The task ▸
Find the line that contains "with orange leaves", then repeat it and each line after it to the end of the records, exactly.

(Spatial localization data)
· · · ·

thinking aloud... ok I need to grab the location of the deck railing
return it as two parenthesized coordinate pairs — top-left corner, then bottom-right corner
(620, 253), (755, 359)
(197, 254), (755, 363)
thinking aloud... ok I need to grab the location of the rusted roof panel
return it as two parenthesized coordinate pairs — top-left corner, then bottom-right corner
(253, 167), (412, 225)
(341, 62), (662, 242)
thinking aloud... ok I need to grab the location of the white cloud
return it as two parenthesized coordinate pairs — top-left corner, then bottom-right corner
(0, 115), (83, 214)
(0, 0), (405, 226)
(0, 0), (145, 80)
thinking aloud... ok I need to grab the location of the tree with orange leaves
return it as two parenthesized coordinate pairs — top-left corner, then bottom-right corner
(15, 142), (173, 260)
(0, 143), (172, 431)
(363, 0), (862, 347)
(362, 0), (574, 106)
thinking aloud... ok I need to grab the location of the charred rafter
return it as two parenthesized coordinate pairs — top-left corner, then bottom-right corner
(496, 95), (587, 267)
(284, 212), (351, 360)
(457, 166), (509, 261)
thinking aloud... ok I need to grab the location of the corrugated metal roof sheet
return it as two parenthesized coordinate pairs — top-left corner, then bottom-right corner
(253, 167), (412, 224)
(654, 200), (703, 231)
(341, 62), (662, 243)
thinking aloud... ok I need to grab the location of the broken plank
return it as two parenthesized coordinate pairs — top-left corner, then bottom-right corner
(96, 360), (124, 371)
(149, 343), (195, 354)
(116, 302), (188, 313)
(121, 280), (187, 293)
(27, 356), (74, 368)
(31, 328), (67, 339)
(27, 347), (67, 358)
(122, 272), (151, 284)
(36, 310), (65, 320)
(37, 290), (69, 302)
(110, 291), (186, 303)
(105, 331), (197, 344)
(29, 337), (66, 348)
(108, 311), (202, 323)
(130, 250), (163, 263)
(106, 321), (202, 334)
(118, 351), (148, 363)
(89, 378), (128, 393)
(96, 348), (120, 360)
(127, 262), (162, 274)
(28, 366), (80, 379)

· · · ·

Problem solution ▸
thinking aloud... ok I need to grab the location of the tree with orange leaves
return it as two parenthesized coordinate pairs — top-left corner, then bottom-right corner
(15, 142), (173, 260)
(0, 143), (172, 431)
(363, 0), (862, 347)
(362, 0), (574, 106)
thinking aloud... ok I need to grab the location of the charred rafter
return it as two parenthesized coordinate pairs — top-left corner, then bottom-right corner
(496, 95), (587, 267)
(284, 212), (351, 360)
(457, 166), (509, 261)
thinking aloud... ok I need to grab the location of the corrugated metal roof sheet
return it as two parenthesized coordinate pairs — top-left corner, then bottom-right corner
(253, 167), (412, 224)
(654, 200), (703, 231)
(341, 62), (662, 243)
thinking aloud... ok I need to grab the location of the broken plank
return it as two parenthesized coordinate pairs — top-left corner, then bottom-right corner
(96, 360), (124, 371)
(149, 343), (195, 354)
(116, 302), (188, 313)
(121, 280), (187, 293)
(27, 356), (74, 368)
(31, 328), (67, 339)
(27, 347), (67, 358)
(122, 272), (151, 284)
(36, 310), (65, 320)
(37, 290), (69, 302)
(110, 291), (186, 303)
(105, 331), (197, 344)
(29, 337), (66, 348)
(108, 311), (202, 323)
(130, 250), (163, 263)
(106, 321), (202, 334)
(118, 351), (148, 363)
(89, 378), (128, 393)
(96, 348), (120, 360)
(127, 262), (162, 274)
(28, 366), (80, 379)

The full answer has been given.